Énoncé 1: Réécrivez la partie des lignes qui commence par la ligne contenant « Formation-chart tagging: label the headlight » et se termine à la fin des lignes, en remplaçant « front bumper » par « rear bumper », sans rien modifier d'autre.

Extrait:
Allez zou, je lance ce brouillon insatisfaisant (et insatisfait, féminin quoi) ne serait-ce que pour avoir d’autres avis (même si j’ai pas eu le droit de publier les « débats » miam précédant)… en espérant ne pas décourager trop de bonnes volontés à la lecture.
Quatrième de couverture
2084, Orwell est loin désormais. Le totalitarisme a pris les traits bonhommes de la social-démocratie. Souriez, vous êtes gérés !
Le citoyen ne s’opprime plus : il se fabrique. À la pâte à norme, au confort, au consensus. Copie qu’on forme, tout simplement. Au cœur de cette glu, un mouvement, une force de frappe, des fous : la Volte. Le Dehors est leur espace, subvertir leur seule arme. Emmenés par Capt, philosophe et stratège, le peintre Kamio et le fulgurant Slift que rien ne bloque ni ne borne, ils iront au bout de leur volution. En perdant beaucoup. En gagnant tout.

Énoncé 2: Reproduisez à l'identique le passage de l'extrait qui commence par les mots « Le citoyen ne » et se termine par « En gagnant tout. ».

Données brutes:

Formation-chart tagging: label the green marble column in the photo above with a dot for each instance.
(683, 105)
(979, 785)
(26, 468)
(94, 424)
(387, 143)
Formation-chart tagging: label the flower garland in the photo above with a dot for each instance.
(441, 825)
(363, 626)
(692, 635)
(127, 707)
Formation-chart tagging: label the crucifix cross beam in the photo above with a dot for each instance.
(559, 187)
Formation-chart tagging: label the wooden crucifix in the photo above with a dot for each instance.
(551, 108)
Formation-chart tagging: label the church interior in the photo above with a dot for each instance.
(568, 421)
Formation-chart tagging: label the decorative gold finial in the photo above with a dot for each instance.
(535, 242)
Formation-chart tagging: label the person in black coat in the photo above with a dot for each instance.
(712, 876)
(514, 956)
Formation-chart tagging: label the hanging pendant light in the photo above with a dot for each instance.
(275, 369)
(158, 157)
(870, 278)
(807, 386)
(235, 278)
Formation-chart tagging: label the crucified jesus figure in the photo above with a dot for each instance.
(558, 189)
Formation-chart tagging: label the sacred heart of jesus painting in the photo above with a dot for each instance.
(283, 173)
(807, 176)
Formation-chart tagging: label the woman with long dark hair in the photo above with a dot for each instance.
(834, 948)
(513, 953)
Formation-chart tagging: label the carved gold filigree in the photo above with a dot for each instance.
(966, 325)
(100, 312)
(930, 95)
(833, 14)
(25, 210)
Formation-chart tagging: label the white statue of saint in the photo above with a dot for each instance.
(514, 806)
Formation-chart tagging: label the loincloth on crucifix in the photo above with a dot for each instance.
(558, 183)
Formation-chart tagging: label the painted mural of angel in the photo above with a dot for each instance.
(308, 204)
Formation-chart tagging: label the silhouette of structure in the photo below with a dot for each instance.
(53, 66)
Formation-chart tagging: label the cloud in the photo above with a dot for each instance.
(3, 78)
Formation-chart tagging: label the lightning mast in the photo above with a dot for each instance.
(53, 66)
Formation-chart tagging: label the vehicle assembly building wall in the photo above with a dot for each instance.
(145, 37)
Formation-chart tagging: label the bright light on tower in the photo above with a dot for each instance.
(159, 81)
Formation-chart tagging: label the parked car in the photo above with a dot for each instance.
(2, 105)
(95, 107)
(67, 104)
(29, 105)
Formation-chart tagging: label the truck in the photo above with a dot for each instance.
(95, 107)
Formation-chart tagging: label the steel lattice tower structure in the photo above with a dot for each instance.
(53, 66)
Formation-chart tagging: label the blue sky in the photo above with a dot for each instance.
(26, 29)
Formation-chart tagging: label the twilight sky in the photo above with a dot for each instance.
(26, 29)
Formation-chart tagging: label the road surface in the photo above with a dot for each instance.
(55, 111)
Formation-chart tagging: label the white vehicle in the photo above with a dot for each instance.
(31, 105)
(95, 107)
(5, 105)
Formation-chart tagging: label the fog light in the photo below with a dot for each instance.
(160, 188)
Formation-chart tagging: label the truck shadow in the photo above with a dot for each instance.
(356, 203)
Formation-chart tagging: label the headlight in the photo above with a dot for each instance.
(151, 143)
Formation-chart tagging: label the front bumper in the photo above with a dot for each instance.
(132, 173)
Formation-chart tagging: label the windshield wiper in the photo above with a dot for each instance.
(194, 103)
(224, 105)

Réponse rédigée 1:
Formation-chart tagging: label the headlight in the photo above with a dot for each instance.
(151, 143)
Formation-chart tagging: label the rear bumper in the photo above with a dot for each instance.
(132, 173)
Formation-chart tagging: label the windshield wiper in the photo above with a dot for each instance.
(194, 103)
(224, 105)

Réponse rédigée 2:
Le citoyen ne s’opprime plus : il se fabrique. À la pâte à norme, au confort, au consensus. Copie qu’on forme, tout simplement. Au cœur de cette glu, un mouvement, une force de frappe, des fous : la Volte. Le Dehors est leur espace, subvertir leur seule arme. Emmenés par Capt, philosophe et stratège, le peintre Kamio et le fulgurant Slift que rien ne bloque ni ne borne, ils iront au bout de leur volution. En perdant beaucoup. En gagnant tout.